**Aim of the exercise**
Count the lines in the records below that contain the word "gold", and give only that number.

_ _ _ _ _ _ _

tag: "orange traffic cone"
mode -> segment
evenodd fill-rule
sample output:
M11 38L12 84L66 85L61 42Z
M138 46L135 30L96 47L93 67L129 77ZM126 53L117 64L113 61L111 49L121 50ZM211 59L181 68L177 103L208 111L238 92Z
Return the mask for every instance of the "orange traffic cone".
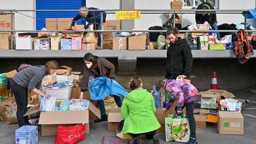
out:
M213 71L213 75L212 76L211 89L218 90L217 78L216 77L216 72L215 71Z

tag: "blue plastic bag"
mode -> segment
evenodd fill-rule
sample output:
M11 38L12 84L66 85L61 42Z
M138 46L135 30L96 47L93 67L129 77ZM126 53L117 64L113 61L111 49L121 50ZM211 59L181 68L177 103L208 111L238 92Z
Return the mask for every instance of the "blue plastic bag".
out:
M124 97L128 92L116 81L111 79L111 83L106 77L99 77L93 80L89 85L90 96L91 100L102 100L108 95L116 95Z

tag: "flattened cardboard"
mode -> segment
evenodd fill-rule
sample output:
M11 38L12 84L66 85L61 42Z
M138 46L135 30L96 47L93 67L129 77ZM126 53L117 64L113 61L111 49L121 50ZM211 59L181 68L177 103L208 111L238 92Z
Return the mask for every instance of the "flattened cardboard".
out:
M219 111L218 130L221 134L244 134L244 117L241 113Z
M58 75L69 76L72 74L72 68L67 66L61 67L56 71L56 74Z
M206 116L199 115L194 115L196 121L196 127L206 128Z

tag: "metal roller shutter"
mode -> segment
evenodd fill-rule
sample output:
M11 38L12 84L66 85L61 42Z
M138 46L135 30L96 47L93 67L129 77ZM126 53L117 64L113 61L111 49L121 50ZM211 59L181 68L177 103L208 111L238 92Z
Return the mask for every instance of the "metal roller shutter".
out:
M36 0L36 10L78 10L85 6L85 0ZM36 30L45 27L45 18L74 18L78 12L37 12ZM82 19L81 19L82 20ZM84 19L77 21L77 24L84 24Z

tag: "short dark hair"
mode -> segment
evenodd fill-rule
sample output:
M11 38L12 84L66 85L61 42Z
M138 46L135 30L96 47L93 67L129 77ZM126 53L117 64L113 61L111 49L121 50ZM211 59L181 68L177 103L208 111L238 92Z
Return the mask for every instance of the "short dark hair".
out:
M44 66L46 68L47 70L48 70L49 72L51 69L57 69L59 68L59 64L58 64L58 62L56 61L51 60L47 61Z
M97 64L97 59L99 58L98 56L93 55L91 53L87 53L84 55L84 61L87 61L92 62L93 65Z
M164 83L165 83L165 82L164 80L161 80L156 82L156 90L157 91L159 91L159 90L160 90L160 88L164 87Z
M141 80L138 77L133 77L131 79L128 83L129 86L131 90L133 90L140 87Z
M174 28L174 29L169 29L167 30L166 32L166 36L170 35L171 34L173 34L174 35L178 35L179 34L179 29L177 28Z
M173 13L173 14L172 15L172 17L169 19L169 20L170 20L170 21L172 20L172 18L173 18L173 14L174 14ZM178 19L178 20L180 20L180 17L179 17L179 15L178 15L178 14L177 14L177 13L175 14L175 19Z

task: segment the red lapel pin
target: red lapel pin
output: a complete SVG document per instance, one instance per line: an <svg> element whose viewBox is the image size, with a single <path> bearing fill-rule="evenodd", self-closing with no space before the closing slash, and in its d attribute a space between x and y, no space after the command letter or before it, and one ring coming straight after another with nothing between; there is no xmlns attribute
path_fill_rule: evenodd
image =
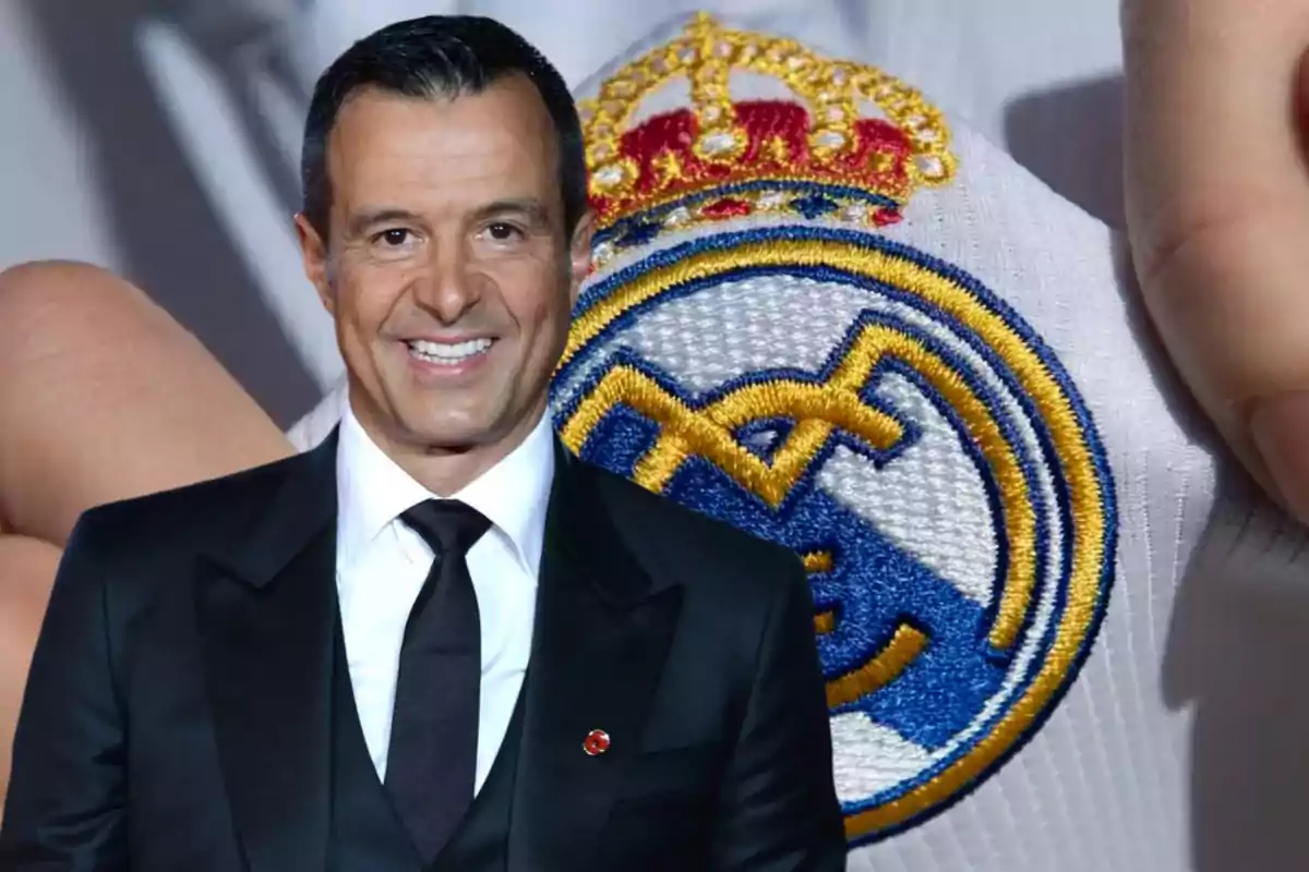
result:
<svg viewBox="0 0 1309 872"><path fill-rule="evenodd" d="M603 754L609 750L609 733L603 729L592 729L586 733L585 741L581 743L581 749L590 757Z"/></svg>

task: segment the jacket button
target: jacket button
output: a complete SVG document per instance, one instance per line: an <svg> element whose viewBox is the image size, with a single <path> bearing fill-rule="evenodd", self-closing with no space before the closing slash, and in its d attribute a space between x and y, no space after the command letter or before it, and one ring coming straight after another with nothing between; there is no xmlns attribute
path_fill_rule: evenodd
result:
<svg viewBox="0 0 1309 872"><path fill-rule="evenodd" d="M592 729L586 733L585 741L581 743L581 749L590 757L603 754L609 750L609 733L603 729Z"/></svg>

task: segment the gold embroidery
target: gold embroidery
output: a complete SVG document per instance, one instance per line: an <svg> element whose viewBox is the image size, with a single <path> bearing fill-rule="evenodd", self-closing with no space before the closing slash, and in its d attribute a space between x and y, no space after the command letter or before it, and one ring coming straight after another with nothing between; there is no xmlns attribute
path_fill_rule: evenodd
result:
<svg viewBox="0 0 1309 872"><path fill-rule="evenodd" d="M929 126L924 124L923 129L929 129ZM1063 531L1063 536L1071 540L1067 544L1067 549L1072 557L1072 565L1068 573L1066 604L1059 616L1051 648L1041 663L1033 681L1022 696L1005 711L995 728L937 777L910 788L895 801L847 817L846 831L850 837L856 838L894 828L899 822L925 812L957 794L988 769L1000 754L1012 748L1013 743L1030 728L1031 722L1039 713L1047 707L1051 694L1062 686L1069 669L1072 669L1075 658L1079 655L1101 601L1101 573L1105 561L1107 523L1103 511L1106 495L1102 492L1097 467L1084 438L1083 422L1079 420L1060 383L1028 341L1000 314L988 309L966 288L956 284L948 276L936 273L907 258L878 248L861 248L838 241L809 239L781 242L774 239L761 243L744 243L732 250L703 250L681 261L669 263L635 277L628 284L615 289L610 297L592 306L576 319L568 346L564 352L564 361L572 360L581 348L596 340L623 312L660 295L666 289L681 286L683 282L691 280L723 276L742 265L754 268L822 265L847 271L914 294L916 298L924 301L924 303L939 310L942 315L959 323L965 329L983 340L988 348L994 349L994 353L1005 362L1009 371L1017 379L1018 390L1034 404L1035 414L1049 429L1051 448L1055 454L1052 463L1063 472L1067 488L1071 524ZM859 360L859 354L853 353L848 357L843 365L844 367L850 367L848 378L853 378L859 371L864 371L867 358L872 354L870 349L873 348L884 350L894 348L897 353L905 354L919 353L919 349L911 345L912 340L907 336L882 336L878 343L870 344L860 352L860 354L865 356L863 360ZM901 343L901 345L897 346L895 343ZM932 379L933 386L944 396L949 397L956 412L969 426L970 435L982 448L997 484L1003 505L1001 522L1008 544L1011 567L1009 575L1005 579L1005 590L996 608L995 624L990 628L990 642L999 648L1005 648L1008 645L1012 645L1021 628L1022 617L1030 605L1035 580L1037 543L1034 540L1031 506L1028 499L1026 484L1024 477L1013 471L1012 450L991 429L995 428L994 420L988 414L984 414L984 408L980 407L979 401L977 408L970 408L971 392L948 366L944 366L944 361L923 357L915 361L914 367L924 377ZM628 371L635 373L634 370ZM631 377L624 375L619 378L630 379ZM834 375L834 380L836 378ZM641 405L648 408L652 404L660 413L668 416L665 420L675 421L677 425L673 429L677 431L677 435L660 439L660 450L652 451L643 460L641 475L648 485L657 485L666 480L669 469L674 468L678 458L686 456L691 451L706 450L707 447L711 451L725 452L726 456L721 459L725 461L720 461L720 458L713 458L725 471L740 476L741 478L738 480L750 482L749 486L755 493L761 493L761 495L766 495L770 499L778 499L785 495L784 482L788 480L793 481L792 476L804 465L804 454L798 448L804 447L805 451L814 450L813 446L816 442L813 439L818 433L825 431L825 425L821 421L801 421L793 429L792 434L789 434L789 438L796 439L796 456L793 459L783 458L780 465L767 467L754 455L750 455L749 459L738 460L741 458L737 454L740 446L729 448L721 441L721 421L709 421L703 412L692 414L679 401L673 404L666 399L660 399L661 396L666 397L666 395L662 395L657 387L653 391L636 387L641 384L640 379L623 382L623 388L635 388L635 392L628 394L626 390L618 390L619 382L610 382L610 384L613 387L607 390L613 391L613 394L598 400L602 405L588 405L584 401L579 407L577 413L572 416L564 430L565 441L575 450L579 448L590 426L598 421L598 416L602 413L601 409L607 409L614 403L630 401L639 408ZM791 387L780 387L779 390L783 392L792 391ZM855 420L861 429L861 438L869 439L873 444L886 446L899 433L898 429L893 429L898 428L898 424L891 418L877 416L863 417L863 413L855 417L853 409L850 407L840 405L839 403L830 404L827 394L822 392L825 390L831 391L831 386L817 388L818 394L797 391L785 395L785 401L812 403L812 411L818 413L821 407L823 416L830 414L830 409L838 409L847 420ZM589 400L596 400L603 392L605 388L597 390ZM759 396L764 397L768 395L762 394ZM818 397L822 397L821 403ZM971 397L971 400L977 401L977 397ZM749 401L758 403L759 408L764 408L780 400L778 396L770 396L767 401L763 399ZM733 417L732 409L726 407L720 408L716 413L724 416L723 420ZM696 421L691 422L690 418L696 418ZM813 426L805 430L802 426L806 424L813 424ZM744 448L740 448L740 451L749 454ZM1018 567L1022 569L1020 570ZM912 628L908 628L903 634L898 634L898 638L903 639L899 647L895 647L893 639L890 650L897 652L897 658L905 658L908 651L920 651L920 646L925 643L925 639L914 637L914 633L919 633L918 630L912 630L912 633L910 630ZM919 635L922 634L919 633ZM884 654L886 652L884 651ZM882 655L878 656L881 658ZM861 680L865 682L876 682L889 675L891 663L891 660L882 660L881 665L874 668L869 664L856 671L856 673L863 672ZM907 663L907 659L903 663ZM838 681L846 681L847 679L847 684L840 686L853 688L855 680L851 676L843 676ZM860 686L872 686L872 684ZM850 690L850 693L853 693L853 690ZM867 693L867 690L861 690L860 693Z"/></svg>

_ _ _ _ _ _ _

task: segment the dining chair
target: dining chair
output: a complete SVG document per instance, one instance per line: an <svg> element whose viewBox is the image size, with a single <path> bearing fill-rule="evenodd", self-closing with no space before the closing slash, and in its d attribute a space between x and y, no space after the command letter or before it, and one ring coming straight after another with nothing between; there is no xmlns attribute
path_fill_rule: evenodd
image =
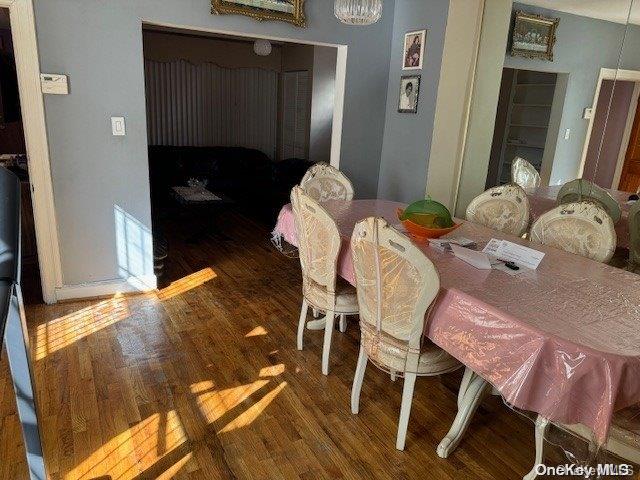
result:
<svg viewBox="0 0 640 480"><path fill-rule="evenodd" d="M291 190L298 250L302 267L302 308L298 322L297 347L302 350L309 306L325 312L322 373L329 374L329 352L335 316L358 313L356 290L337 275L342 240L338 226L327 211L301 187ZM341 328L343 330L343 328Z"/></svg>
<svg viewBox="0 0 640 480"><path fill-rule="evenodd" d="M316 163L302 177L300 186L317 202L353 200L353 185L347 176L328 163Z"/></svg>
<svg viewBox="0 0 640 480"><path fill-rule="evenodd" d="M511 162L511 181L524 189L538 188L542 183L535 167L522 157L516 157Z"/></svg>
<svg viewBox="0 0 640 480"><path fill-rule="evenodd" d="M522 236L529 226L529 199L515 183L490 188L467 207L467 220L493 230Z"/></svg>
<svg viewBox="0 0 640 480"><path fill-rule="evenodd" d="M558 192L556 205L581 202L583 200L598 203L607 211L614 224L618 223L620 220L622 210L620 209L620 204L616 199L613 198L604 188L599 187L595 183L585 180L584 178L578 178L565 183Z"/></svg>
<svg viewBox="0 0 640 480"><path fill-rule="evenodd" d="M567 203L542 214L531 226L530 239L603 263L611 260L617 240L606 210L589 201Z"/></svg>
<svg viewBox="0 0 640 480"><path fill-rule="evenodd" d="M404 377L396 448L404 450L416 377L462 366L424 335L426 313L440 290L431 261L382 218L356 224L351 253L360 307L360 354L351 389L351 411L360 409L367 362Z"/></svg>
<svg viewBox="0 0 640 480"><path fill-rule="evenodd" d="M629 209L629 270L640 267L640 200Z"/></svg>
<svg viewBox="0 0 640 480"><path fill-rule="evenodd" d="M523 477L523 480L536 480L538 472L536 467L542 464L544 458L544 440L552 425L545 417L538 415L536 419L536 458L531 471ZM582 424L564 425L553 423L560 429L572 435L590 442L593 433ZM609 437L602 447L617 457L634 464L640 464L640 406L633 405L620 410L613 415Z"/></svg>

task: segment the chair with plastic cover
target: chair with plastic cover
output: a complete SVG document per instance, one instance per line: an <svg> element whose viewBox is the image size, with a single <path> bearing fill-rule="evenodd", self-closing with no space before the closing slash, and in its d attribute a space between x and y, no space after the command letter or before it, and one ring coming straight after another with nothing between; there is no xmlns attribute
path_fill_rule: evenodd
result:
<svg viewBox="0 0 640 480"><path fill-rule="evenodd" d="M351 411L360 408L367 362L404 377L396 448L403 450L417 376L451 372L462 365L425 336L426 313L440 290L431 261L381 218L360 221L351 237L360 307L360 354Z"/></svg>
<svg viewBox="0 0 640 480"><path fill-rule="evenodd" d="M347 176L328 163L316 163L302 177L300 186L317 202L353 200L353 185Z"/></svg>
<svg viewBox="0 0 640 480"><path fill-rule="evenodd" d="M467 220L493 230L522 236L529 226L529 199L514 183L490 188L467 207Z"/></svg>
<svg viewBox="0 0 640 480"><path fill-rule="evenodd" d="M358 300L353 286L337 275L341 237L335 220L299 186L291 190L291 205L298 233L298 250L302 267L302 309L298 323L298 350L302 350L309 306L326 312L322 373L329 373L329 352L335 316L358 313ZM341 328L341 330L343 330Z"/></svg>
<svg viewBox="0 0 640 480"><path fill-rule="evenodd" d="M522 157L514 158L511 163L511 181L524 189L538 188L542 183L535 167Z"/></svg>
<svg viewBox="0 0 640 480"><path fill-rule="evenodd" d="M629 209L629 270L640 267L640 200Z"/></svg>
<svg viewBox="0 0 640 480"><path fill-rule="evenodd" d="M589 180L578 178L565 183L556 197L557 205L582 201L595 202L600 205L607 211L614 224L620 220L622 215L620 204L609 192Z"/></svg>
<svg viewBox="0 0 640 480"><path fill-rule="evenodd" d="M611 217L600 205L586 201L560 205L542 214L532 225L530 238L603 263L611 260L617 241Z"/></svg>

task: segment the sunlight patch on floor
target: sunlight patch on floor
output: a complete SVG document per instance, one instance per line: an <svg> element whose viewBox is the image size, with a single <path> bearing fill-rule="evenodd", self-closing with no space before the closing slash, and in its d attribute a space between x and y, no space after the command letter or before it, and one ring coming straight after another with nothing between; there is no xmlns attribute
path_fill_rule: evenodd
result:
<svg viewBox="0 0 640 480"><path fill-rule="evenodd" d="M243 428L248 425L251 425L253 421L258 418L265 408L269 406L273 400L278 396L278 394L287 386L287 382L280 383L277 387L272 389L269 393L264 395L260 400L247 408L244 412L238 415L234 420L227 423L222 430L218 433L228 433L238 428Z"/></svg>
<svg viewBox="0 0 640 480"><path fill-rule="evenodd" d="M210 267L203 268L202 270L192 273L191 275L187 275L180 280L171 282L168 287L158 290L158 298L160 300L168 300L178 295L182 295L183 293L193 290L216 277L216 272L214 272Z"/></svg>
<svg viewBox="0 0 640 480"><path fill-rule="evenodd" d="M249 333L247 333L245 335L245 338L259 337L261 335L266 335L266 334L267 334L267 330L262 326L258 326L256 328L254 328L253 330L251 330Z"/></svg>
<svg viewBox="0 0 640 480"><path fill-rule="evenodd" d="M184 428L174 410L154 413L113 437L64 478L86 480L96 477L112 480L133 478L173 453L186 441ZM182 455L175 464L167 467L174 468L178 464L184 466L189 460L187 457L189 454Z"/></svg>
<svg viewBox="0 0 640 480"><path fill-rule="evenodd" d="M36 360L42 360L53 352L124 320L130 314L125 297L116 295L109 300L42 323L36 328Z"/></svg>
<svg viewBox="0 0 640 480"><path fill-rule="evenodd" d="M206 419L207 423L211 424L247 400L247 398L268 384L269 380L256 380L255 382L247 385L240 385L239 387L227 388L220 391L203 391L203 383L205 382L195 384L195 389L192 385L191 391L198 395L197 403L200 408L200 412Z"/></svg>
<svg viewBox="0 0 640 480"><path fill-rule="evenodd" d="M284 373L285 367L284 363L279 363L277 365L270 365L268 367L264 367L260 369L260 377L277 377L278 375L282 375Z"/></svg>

_ _ _ _ _ _ _

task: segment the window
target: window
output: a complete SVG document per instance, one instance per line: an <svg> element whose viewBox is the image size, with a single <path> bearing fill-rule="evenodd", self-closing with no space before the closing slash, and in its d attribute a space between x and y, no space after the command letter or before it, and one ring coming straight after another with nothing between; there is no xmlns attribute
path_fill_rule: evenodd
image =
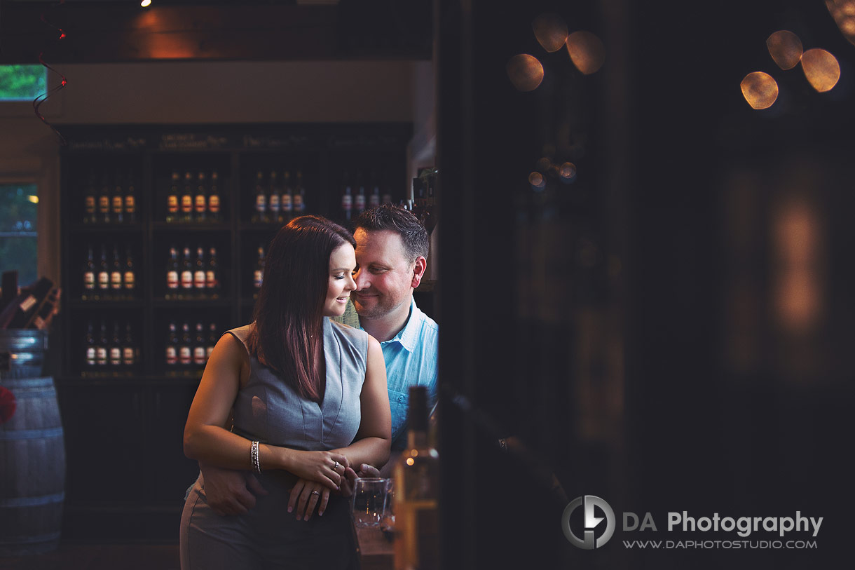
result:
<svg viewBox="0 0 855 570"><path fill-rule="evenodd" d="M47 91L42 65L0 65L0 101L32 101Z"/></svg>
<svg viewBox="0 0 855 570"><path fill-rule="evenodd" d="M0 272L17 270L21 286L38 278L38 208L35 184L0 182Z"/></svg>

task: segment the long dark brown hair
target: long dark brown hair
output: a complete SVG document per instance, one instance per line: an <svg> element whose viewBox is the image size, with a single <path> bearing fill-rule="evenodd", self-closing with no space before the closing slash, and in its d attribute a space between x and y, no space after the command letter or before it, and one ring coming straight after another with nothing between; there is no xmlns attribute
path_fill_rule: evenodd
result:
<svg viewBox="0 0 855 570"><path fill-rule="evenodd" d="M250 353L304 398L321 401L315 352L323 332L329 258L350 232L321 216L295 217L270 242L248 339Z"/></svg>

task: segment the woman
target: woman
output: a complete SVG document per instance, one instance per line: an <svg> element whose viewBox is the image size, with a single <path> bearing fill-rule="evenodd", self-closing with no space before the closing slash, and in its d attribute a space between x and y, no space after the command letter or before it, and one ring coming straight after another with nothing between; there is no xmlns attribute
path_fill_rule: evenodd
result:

_ _ _ _ _ _ _

**Reply to the exercise**
2